**Passage to read:**

There's a lot of literature on this point. If you are interested, you could search for the Utterback S or the concept of paradigm shift in innovation.
> All other features of complex IDE are a disturbance rather than an help.
The things about IDEs that suck productivity wise is that instead of just giving you all the things you do want (syntax, highlighting, autocompletion, indentation) they provide bloat that doesn't make a task faster to do but easier to. What I mean by easier is putting GUIs on top of command line tools and APIs. A great coder looks at all that GUI cruft and thinks, many what hell is the underlying API or CLI tool I can use instead and get rid of all this middleware crap that is probably full of bugs. Someone who is not comfortable with that instead leans on those GUI tools because they don't really want to understand what is going on under the hood, they need the wizards and the text boxes, drop downs, and such to make it easier on themselves.

**Coordinate annotation listing:**
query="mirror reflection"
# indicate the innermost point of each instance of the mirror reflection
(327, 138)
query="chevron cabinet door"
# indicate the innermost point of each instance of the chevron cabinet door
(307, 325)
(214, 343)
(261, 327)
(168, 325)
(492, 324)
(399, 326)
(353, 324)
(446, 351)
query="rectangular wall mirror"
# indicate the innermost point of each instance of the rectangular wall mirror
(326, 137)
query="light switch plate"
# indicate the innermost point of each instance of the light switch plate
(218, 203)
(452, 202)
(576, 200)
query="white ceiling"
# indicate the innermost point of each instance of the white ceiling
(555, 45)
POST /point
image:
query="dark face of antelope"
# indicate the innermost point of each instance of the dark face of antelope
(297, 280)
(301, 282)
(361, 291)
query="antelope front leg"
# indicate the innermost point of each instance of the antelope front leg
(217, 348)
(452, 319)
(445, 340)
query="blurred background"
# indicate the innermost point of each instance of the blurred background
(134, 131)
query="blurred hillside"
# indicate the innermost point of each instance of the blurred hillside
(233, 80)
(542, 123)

**Objective 1:** Please identify every line in the listing above that contains the string "light", matching case exactly, and copy each such line.
**Objective 2:** Extend the forum comment about IDEs above, picking up after its final sentence.

**Task answer 1:**
query="light switch plate"
# indicate the innermost point of each instance of the light switch plate

**Task answer 2:**
With that said, there is a value in having an editor that can actually understand your target language all the down way to the AST level. That's how you can get nice things like reliable refactoring without having to use grep, sed, and friends. Or with detecting syntax errors and such, and even though the VIM plugin system is doing great there can definitely be more innovation in that space (and there clearly has been lately). But let's just leave out all the Spring XML file builders and Tomcat/Jetty container managers and focus on the code.
>"So, no, great coder doesn't use powerful editors, if they can chose they use very simple one with the minimum level of features they need to help them think faster (syntax highlighting, autocompletion, indention) and stop. All other features of complex IDE are a disturbance rather than an help."
Says you, and your anecdotal evidence/experience. Sounds to me that you have more prejudice against "complex" IDEs than you do actual facts. Would countering your points by telling you of the countless bad "coders" I've worked with that use text-editors instead of IDEs convince you to change your mind? (I'm going to stop using your term 'coders' here) Or the absolutely great programmers that I've seen that use powerful IDEs to supplement and augment their abilities?
Do you write in a compiled language that can provide rich intellisense, or something more like Ruby/Python/bash that is a tad lacking in that department?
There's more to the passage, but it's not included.